RECORDS TO PROCESS
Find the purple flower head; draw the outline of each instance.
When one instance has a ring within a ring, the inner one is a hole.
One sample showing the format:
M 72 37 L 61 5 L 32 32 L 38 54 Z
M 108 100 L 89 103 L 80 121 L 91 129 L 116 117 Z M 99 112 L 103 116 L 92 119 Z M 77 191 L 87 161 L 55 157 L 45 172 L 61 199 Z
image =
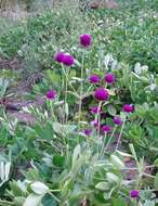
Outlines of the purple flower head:
M 106 119 L 106 117 L 107 117 L 107 114 L 104 113 L 104 112 L 102 112 L 102 113 L 101 113 L 101 119 Z
M 114 117 L 114 123 L 116 124 L 116 125 L 121 125 L 122 124 L 122 120 L 121 120 L 121 118 L 120 117 Z
M 101 112 L 101 108 L 98 108 L 98 106 L 92 106 L 92 107 L 90 108 L 90 112 L 91 112 L 92 114 L 97 114 L 97 113 Z
M 103 130 L 104 132 L 109 132 L 109 131 L 111 131 L 111 127 L 108 126 L 108 125 L 104 125 L 104 126 L 102 126 L 102 130 Z
M 132 198 L 139 198 L 139 191 L 137 190 L 130 191 L 130 197 L 132 197 Z
M 63 64 L 66 66 L 73 66 L 75 64 L 74 56 L 70 54 L 64 54 Z
M 84 134 L 87 136 L 87 137 L 90 137 L 91 136 L 91 133 L 92 133 L 92 130 L 91 129 L 84 129 Z
M 98 75 L 91 75 L 89 78 L 91 83 L 97 83 L 101 80 L 101 77 Z
M 105 75 L 104 79 L 107 83 L 114 83 L 115 82 L 115 75 L 113 73 L 108 73 Z
M 58 63 L 63 63 L 63 59 L 65 56 L 65 53 L 64 52 L 57 52 L 54 56 L 54 60 Z
M 94 92 L 94 98 L 98 101 L 106 101 L 109 98 L 109 93 L 104 88 L 97 88 Z
M 123 105 L 123 111 L 124 111 L 126 113 L 132 113 L 132 112 L 134 111 L 134 107 L 133 107 L 133 105 L 131 105 L 131 104 L 124 104 L 124 105 Z
M 80 44 L 82 47 L 88 48 L 88 47 L 91 46 L 91 43 L 92 43 L 92 37 L 91 37 L 91 35 L 85 34 L 85 35 L 81 35 L 80 36 Z
M 55 90 L 50 90 L 50 91 L 48 91 L 47 92 L 47 98 L 49 99 L 49 100 L 54 100 L 55 98 L 56 98 L 56 91 Z
M 98 127 L 98 121 L 97 121 L 97 120 L 92 120 L 92 121 L 91 121 L 91 125 L 92 125 L 93 127 L 97 128 L 97 127 Z

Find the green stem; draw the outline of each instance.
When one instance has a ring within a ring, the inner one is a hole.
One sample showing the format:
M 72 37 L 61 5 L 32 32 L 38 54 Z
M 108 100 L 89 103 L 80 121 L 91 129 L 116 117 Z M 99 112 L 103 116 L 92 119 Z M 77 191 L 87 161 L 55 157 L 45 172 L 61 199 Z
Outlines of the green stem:
M 0 205 L 1 205 L 1 206 L 3 206 L 3 205 L 8 205 L 8 206 L 10 206 L 10 205 L 14 205 L 14 203 L 9 202 L 9 201 L 0 199 Z
M 123 123 L 122 123 L 122 127 L 121 127 L 121 130 L 120 130 L 120 133 L 119 133 L 119 138 L 118 138 L 118 141 L 117 141 L 117 145 L 116 145 L 116 149 L 115 149 L 115 153 L 116 153 L 116 151 L 118 150 L 119 144 L 120 144 L 120 141 L 121 141 L 121 136 L 122 136 L 122 132 L 123 132 L 126 119 L 127 119 L 127 118 L 124 117 Z
M 113 132 L 111 132 L 111 136 L 109 137 L 109 140 L 108 140 L 108 142 L 107 142 L 107 144 L 106 144 L 106 146 L 105 146 L 105 151 L 108 149 L 108 145 L 109 145 L 109 143 L 110 143 L 113 137 L 114 137 L 114 133 L 115 133 L 115 131 L 116 131 L 116 128 L 117 128 L 117 126 L 115 126 L 115 128 L 114 128 L 114 130 L 113 130 Z
M 102 157 L 104 156 L 104 149 L 105 149 L 105 139 L 107 137 L 107 132 L 105 133 L 104 138 L 103 138 L 103 146 L 101 149 L 101 155 L 100 158 L 102 159 Z
M 83 66 L 84 66 L 84 52 L 82 53 L 82 64 L 81 64 L 81 85 L 80 85 L 80 96 L 79 96 L 79 123 L 81 118 L 82 111 L 82 93 L 83 93 Z

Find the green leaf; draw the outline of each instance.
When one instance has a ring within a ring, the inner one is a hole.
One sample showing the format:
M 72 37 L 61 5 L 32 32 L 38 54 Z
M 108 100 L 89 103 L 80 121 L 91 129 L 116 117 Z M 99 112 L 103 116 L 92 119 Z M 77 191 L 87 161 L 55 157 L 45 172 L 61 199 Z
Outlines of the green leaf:
M 45 184 L 43 184 L 42 182 L 31 183 L 30 189 L 32 192 L 35 192 L 38 195 L 42 195 L 42 194 L 45 194 L 47 192 L 49 192 L 49 188 Z
M 117 113 L 115 106 L 111 105 L 111 104 L 109 104 L 109 105 L 107 106 L 107 112 L 108 112 L 108 114 L 111 115 L 111 116 L 115 116 L 116 113 Z
M 127 204 L 122 197 L 118 197 L 113 201 L 113 206 L 127 206 Z
M 43 206 L 57 206 L 57 203 L 50 194 L 47 194 L 42 198 L 42 205 Z
M 36 194 L 30 194 L 23 206 L 39 206 L 39 204 L 41 203 L 43 195 L 36 195 Z
M 77 159 L 79 158 L 81 154 L 81 147 L 80 145 L 78 144 L 75 150 L 74 150 L 74 154 L 73 154 L 73 167 L 75 166 Z
M 120 181 L 119 177 L 111 172 L 107 172 L 106 178 L 107 178 L 107 181 L 110 183 L 118 183 Z
M 110 189 L 110 185 L 108 182 L 98 182 L 95 185 L 95 189 L 101 190 L 101 191 L 108 191 Z
M 116 155 L 110 155 L 110 163 L 115 167 L 117 167 L 118 169 L 123 169 L 124 168 L 123 162 Z

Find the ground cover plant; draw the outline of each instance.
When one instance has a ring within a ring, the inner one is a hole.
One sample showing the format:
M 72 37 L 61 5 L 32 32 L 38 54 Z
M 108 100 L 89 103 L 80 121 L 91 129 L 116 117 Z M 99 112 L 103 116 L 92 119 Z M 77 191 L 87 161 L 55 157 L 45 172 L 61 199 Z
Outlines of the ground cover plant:
M 65 4 L 3 30 L 0 205 L 158 205 L 157 7 Z

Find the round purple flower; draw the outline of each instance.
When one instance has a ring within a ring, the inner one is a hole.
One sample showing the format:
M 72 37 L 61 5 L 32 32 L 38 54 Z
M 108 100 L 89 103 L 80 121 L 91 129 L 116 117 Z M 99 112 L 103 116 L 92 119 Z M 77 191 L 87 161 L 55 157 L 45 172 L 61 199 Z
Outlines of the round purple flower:
M 115 75 L 113 73 L 108 73 L 105 75 L 104 79 L 107 83 L 114 83 L 115 82 Z
M 92 106 L 92 107 L 90 108 L 90 112 L 91 112 L 92 114 L 97 114 L 97 113 L 101 112 L 101 108 L 98 108 L 98 106 Z
M 103 130 L 104 132 L 109 132 L 109 131 L 111 131 L 111 127 L 108 126 L 108 125 L 104 125 L 104 126 L 102 126 L 102 130 Z
M 98 101 L 106 101 L 109 98 L 109 93 L 104 88 L 97 88 L 94 92 L 94 98 Z
M 54 100 L 55 98 L 56 98 L 56 91 L 55 90 L 50 90 L 50 91 L 48 91 L 47 92 L 47 98 L 49 99 L 49 100 Z
M 74 56 L 70 54 L 64 54 L 63 64 L 66 66 L 73 66 L 75 64 Z
M 98 75 L 91 75 L 89 78 L 91 83 L 97 83 L 101 80 L 101 77 Z
M 91 43 L 92 43 L 92 37 L 91 37 L 91 35 L 85 34 L 85 35 L 81 35 L 80 36 L 80 44 L 82 47 L 88 48 L 88 47 L 91 46 Z
M 54 60 L 58 63 L 63 63 L 63 59 L 65 56 L 65 53 L 64 52 L 57 52 L 54 56 Z
M 91 125 L 93 127 L 97 128 L 98 127 L 98 121 L 94 119 L 94 120 L 91 121 Z
M 139 191 L 137 190 L 130 191 L 130 197 L 137 198 L 139 197 Z
M 84 129 L 84 134 L 87 136 L 87 137 L 90 137 L 91 136 L 91 133 L 92 133 L 92 130 L 91 129 Z
M 124 111 L 126 113 L 132 113 L 132 112 L 134 111 L 134 107 L 133 107 L 133 105 L 131 105 L 131 104 L 124 104 L 124 105 L 123 105 L 123 111 Z
M 121 125 L 121 124 L 122 124 L 122 120 L 121 120 L 120 117 L 114 117 L 114 123 L 115 123 L 116 125 Z

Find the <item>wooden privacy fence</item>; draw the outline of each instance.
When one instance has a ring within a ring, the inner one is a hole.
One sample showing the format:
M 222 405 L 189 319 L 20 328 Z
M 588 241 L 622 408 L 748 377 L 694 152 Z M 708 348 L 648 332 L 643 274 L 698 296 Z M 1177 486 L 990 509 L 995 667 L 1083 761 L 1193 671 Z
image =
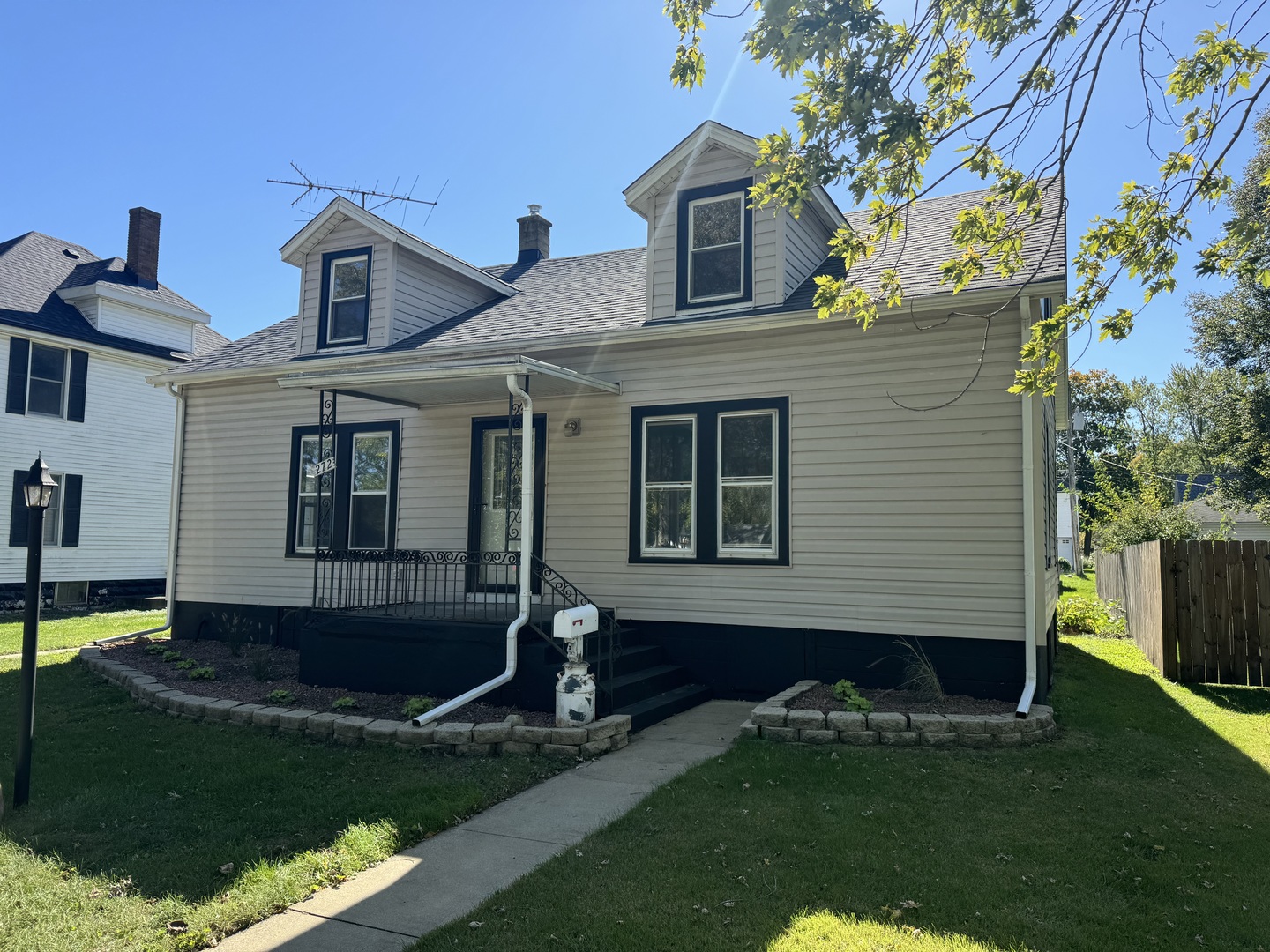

TASK BRIEF
Give the records as a numbered list, leaving out any blank lines, starting with the line that contains "Find the round" and going on through the line that contains "M 54 100 L 55".

RESPONSE
1. Find the round purple flower; draw the outline of each instance.
2. When one instance has a ring within a ring, the inner one is a hole.
3. One sample showing the format:
4. M 72 37 L 61 5 L 32 32 L 38 54 Z
5. M 108 100 L 89 103 L 80 121 L 91 129 L 116 117 Z M 99 112 L 103 116 L 92 119 Z M 77 191 L 87 161 L 55 157 L 45 172 L 61 199 Z
6. Outlines of the round purple flower:
7. M 115 75 L 113 73 L 108 73 L 105 75 L 104 79 L 107 83 L 114 83 L 115 82 Z
8. M 92 106 L 92 107 L 90 108 L 90 112 L 91 112 L 92 114 L 97 114 L 97 113 L 101 112 L 101 108 L 98 108 L 98 106 Z
9. M 103 130 L 104 132 L 109 132 L 109 131 L 111 131 L 111 127 L 108 126 L 108 125 L 104 125 L 104 126 L 102 126 L 102 130 Z
10. M 98 101 L 106 101 L 109 98 L 109 93 L 104 88 L 97 88 L 94 92 L 94 98 Z
11. M 54 100 L 55 98 L 56 98 L 56 91 L 55 90 L 50 90 L 50 91 L 48 91 L 47 92 L 47 98 L 49 99 L 49 100 Z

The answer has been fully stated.